_Quoted passage:_
#####
Pitt, the great British Prime Minister, was as sick and skinny a
baby as was ever seen. Pope, when a baby, would not have seemed
worth keeping alive to anybody but a loving mother.

We advise the women who have spurned the two thin babies in the
asylum to take another look at them. They may be the best two
babies in the entire lot.



A BABY CAN EDUCATE A MAN

If you will read Drummond's beautiful work "The Ascent of Man,"
you will learn that we owe to children the good that is in us.
It is the child that educates the father and mother.

If you are a solemn bachelor, gradually drying up in your selfish
life, try having a baby around for a while.

Get a despised thin one from the asylum. Get some good, kind old
woman to take care of it. Give the woman and the baby the
quietest room in your house or flat, and then watch the
improvement in your character.

You can feed the baby for the cost of one or two cocktails daily.

Your health will improve if you give up the cocktails, and watch
the effect of their substitute, milk, on the little child.

When you get up in the morning, if the hour is early, you will
find the old woman giving the baby its bath. The poor, little
thin thing will wriggle joyously in the warm water, once it gets
used to the daily bathing. Its head will be soaped first, then
sponged. It will be dried with a warm towel, and you can hit the
tin bathtub with your keys to keep it from crying while its
clothes are put on.
#####
_Records shown:_
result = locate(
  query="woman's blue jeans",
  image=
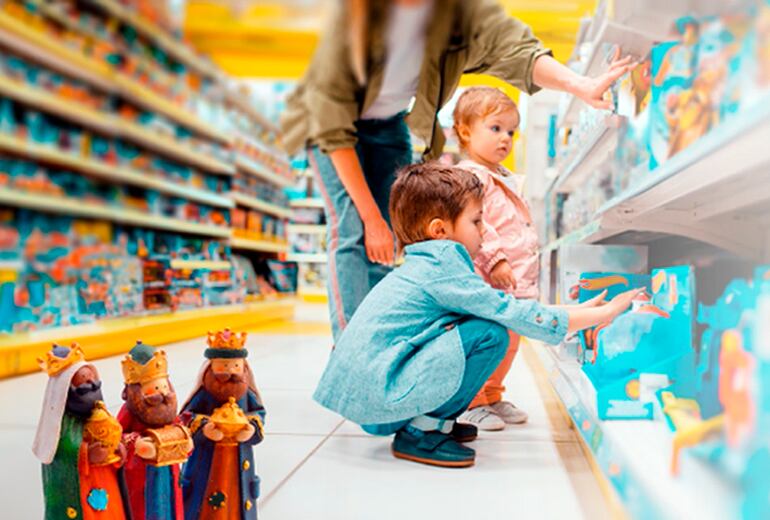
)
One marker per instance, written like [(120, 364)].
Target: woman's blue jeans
[(383, 148)]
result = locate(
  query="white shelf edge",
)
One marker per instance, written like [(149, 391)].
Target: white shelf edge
[(110, 173), (307, 203), (260, 205), (263, 246), (74, 207), (309, 258), (258, 170)]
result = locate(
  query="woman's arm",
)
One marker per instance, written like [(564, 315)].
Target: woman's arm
[(378, 238), (549, 73)]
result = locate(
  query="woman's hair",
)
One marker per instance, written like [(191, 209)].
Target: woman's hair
[(477, 103), (426, 191)]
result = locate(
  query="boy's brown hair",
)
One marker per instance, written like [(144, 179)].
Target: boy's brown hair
[(476, 103), (426, 191)]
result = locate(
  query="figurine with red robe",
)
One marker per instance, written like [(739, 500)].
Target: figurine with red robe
[(155, 440), (225, 414)]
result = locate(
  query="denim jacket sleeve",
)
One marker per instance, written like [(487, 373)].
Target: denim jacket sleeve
[(460, 290)]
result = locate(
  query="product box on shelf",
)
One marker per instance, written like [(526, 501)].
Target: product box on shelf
[(646, 349)]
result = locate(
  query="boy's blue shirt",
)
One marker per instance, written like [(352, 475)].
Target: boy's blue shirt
[(396, 359)]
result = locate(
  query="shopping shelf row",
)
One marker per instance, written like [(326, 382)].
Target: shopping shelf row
[(710, 191), (77, 208)]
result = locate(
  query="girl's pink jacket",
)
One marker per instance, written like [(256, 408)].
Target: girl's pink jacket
[(508, 232)]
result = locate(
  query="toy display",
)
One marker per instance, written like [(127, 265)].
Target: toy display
[(716, 69), (156, 442), (226, 416), (78, 442)]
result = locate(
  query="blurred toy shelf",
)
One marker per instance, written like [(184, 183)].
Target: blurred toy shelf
[(636, 455), (260, 205), (109, 337), (307, 203), (100, 170), (115, 82), (176, 49), (311, 229), (253, 168), (71, 206), (313, 258), (210, 265), (264, 246), (702, 192)]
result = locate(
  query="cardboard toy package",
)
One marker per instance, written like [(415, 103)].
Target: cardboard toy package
[(640, 351)]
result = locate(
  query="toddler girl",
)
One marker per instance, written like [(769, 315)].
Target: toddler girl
[(485, 120)]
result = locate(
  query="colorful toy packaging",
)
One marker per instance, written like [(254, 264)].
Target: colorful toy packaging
[(640, 351)]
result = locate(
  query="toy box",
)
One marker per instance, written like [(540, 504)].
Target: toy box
#####
_Required work:_
[A] In the passage about babies, why are the women advised to take another look at the two thin babies in the asylum?
[B] List, in order, the steps of the baby's morning bath described in the passage about babies.
[C] Continue the passage about babies from the point where it stops.

_Answers to the exercises:_
[A] Great men such as Pitt and Pope were themselves sickly or unpromising babies. So the two thin babies the women spurned may be the best two babies in the entire lot.

[B]
1. The baby is put in the warm water.
2. Its head is soaped first.
3. Its head is then sponged.
4. It is dried with a warm towel.
5. Its clothes are put on.

[C]
Hold the baby for a while each morning, letting its head rest on
your shoulder that its neck may not be strained. (This will give
the nurse a chance to prepare the bottle that follows the bath.)

It will get used to you after a few mornings. The first time it
shows affection for you, you will be the proudest man in your
office.

If asked to take a cocktail you will say:

"No, thank you. My cocktail money is spent to make a thin baby
fat."

If others boast of their friends, you will know that YOU have a
friend whom money cannot influence, one skinny little admirer at
home whose affection is genuine.

If a man shows delight in the love of his dog, you will say to
yourself:

"Any dog will like any man. But there are few that could get a
baby to like them in six days as that thin Jimmy likes me."

If you go home early, before the baby is put to bed, you will
find him trying to crawl along the floor, or trying to eat the
pattern in the carpet. He will look at you out of his pale,
little, blue eyes and reach his skinny arms toward you.

See if that does not make you glad that you tried the baby
experiment.

Gradually the thin body will get fatter, and the small, busy
mouth will begin a mumbling language of its own. The old nurse
will pretend to understand everything it says and will insist
that it knows your name.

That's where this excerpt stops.